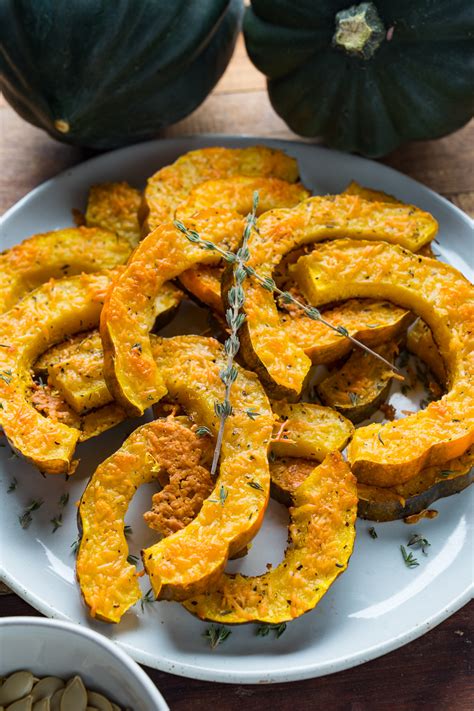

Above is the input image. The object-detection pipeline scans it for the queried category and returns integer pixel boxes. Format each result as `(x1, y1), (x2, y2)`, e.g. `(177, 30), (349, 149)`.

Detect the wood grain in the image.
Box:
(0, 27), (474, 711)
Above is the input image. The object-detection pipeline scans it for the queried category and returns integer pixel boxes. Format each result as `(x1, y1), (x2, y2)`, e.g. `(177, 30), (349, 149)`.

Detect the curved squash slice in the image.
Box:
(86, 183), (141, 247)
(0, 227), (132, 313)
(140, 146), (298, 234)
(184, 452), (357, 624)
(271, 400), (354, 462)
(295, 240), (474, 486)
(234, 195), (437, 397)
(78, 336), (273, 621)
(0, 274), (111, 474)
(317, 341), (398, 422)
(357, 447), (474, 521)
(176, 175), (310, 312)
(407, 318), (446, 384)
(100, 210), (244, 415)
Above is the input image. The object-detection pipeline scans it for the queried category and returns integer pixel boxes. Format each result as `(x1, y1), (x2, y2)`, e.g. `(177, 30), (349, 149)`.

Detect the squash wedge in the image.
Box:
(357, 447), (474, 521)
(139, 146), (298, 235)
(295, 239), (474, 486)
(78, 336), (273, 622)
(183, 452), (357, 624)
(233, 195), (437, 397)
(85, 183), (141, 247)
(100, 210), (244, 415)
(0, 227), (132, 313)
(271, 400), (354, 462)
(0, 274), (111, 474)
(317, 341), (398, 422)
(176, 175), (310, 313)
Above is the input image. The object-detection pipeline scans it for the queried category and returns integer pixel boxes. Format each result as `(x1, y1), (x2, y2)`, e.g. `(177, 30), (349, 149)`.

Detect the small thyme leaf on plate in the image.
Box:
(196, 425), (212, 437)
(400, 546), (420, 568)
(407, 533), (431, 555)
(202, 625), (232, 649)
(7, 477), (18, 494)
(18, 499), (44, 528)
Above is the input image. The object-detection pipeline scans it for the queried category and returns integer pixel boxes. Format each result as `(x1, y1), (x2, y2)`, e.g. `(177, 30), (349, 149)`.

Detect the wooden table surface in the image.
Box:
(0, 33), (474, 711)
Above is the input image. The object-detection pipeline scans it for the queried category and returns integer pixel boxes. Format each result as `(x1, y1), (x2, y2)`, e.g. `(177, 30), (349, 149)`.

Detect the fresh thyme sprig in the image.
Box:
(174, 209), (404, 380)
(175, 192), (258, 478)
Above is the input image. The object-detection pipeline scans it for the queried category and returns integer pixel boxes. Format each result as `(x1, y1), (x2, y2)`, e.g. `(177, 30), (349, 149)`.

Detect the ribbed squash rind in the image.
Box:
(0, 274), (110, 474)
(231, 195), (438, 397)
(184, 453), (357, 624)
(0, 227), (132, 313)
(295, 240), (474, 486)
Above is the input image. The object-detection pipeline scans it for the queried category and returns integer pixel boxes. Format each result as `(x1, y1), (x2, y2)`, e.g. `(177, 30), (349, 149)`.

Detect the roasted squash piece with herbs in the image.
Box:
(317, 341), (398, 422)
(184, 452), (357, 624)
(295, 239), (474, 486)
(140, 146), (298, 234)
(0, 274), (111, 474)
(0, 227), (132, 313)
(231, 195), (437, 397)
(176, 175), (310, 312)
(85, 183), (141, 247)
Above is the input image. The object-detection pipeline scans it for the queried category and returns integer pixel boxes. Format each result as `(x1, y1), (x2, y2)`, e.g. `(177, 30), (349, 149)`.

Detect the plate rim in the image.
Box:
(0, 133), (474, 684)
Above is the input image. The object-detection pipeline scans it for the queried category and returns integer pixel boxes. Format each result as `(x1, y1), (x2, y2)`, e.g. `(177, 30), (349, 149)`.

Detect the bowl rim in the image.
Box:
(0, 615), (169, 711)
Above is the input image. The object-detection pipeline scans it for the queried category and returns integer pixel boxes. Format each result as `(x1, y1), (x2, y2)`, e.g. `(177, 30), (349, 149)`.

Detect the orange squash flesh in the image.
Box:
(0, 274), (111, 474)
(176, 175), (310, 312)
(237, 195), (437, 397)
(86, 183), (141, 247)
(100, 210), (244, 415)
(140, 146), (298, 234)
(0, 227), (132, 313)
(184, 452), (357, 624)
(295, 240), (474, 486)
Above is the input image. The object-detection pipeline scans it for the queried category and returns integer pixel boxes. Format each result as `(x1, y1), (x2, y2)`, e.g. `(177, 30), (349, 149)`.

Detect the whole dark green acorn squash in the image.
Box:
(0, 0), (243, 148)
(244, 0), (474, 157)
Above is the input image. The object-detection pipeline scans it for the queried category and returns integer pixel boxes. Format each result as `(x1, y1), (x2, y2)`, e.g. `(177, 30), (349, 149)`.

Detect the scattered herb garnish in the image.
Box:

────────

Objetivo - Filtre as linhas do material acima e mantenha só as que contêm a palavra "plate". Diferencie maiúsculas de minúsculas.

Resposta -
Detect the small thyme leaf on plate in the image.
Detect the plate rim in the image.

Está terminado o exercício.